--- BEGIN Data extract ---
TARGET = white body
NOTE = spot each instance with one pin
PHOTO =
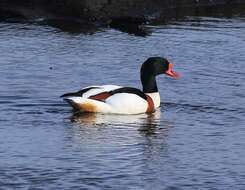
(121, 103)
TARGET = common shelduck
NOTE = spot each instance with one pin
(124, 100)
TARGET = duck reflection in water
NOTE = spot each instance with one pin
(146, 123)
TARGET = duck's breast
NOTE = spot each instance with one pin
(127, 103)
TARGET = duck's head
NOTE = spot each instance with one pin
(152, 67)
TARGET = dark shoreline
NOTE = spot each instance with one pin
(118, 11)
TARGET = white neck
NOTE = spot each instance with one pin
(155, 96)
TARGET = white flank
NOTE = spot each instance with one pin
(100, 89)
(125, 103)
(156, 98)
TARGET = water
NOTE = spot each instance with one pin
(194, 141)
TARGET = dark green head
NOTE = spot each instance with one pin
(152, 67)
--- END Data extract ---
_What this task involves_
Locate "TARGET = common shelduck" in the material, then quote the line that contains it and all lines after it through the final one.

_Exercise solution_
TARGET = common shelduck
NOTE = spot each instance with one pin
(124, 100)
TARGET = duck reflection in water
NOTE = spot each instance with one pin
(146, 123)
TARGET = duck's breast
NOTE = spot each instance with one pin
(127, 103)
TARGET = duck's head
NOTE = spot each instance with one pin
(152, 67)
TARGET = dark shoreline
NOTE = spot each instance with one pin
(118, 11)
TARGET = white neck
NOTE = spot each instance with one pin
(155, 96)
TARGET = white flank
NOTE = spot each instance with one pin
(100, 89)
(125, 103)
(156, 98)
TARGET = water
NOTE = spot each instance with one pin
(194, 141)
TARGET = dark green head
NOTE = spot each instance with one pin
(152, 67)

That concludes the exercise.